**Directive:** Reproduce the entries from the line with "the red and" up to and including the last line of the entries, requests included, and multiply every coordinate in the answers by 1.9, rounding to whole numbers with halves rounded up. Give only those lines.

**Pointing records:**
|---|

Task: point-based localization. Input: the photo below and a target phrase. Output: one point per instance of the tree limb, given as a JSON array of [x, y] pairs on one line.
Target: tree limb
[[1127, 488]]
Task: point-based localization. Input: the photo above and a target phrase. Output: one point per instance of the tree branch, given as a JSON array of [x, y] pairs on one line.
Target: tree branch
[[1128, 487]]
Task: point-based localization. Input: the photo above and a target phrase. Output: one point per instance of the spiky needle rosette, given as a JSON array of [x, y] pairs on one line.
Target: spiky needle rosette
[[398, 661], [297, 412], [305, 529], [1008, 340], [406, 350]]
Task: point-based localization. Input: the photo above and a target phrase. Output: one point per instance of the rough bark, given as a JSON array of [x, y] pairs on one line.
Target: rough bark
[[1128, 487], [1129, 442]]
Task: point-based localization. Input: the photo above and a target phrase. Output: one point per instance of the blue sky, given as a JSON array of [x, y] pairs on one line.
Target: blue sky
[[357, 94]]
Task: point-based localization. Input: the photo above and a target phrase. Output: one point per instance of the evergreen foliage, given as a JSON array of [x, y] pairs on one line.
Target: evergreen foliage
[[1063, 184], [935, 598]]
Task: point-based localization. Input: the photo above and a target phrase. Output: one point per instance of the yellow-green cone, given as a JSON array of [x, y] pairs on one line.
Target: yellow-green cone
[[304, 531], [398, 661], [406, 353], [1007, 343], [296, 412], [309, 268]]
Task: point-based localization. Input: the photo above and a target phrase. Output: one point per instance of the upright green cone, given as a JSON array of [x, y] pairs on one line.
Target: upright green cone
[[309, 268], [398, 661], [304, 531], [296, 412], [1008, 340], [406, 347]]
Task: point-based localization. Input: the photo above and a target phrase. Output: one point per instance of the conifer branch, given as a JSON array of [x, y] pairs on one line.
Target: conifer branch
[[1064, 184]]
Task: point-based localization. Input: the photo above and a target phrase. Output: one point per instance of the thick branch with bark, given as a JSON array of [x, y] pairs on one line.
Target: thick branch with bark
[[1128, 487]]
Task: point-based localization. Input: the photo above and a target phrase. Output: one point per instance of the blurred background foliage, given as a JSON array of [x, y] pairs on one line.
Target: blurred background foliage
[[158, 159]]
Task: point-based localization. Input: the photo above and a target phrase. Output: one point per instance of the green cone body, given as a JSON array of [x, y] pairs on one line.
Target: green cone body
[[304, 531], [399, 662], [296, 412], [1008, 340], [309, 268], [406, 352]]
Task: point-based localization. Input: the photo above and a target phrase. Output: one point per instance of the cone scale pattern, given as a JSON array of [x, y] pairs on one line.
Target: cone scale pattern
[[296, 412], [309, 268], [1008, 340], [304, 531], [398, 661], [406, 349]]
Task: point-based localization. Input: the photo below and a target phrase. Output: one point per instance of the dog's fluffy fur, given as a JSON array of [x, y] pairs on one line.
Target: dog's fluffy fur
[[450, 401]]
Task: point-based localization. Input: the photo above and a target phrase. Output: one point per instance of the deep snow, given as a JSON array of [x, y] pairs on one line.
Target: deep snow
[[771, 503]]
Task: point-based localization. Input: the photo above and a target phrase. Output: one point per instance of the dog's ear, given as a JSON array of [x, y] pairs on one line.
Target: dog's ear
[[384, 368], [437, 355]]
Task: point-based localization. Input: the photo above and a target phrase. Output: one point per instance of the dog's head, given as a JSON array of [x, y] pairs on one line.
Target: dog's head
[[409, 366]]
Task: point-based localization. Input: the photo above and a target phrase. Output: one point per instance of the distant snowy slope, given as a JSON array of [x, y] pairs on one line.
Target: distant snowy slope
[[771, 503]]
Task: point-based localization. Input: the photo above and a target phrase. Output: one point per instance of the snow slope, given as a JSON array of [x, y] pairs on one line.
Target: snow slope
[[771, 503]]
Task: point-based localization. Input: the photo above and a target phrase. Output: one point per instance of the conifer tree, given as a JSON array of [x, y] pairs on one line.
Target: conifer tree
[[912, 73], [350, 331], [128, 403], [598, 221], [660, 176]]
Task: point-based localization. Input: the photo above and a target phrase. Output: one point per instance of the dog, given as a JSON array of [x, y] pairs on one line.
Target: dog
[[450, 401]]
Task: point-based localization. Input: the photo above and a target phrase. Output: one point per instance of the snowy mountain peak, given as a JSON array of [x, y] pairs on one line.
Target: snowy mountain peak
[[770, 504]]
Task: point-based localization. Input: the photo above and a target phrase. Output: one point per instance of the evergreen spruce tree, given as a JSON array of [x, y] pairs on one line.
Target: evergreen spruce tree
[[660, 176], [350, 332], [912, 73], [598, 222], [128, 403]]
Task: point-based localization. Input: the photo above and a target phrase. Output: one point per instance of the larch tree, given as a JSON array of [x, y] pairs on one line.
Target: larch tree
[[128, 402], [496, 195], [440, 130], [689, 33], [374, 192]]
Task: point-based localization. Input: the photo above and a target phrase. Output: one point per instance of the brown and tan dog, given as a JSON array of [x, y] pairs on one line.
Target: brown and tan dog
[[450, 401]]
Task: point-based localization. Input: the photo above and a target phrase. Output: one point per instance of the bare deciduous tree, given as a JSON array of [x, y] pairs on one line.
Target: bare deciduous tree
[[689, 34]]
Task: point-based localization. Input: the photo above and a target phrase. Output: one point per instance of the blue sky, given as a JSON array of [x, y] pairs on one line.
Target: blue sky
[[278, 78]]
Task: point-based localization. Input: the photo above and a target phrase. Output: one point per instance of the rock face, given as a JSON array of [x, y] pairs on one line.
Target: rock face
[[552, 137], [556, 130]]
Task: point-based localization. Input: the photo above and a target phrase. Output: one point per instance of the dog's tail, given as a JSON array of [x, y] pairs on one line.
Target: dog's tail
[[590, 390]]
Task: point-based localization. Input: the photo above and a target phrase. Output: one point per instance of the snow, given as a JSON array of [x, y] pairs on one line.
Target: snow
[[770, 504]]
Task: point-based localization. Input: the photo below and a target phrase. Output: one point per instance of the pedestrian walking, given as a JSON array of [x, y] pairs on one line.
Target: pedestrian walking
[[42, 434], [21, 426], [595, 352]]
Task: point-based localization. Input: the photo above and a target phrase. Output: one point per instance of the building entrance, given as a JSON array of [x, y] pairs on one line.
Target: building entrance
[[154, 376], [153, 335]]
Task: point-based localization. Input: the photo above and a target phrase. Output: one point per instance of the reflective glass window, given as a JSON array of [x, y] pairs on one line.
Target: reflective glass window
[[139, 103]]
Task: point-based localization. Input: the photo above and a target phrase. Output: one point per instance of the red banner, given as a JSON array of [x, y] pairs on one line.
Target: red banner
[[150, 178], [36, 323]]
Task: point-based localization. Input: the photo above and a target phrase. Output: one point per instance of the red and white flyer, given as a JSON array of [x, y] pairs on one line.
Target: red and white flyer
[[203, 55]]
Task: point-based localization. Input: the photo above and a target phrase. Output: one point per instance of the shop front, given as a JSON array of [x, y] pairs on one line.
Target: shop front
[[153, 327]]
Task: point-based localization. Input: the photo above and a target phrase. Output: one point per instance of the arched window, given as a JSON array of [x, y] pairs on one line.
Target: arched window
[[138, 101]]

|---|

**Task solution:**
Task: point-based localization. Input: the photo above and a target phrase. Output: one point per instance of the red and white flyer, given as a JSON array of [x, y] pairs on one line.
Target: red and white flyer
[[386, 105]]
Task: point-based localization. Input: the photo above and a target phrase. Output: one point per instance of the shop front, given as a JSON array of [x, y] pairs on one line.
Target: shop front
[[291, 621]]
Task: point-based localization. Input: the photo above and a target phrase. Output: one point per instance of the arched window, given as a JSON array of [x, y] pairs on one line.
Target: arched window
[[262, 192]]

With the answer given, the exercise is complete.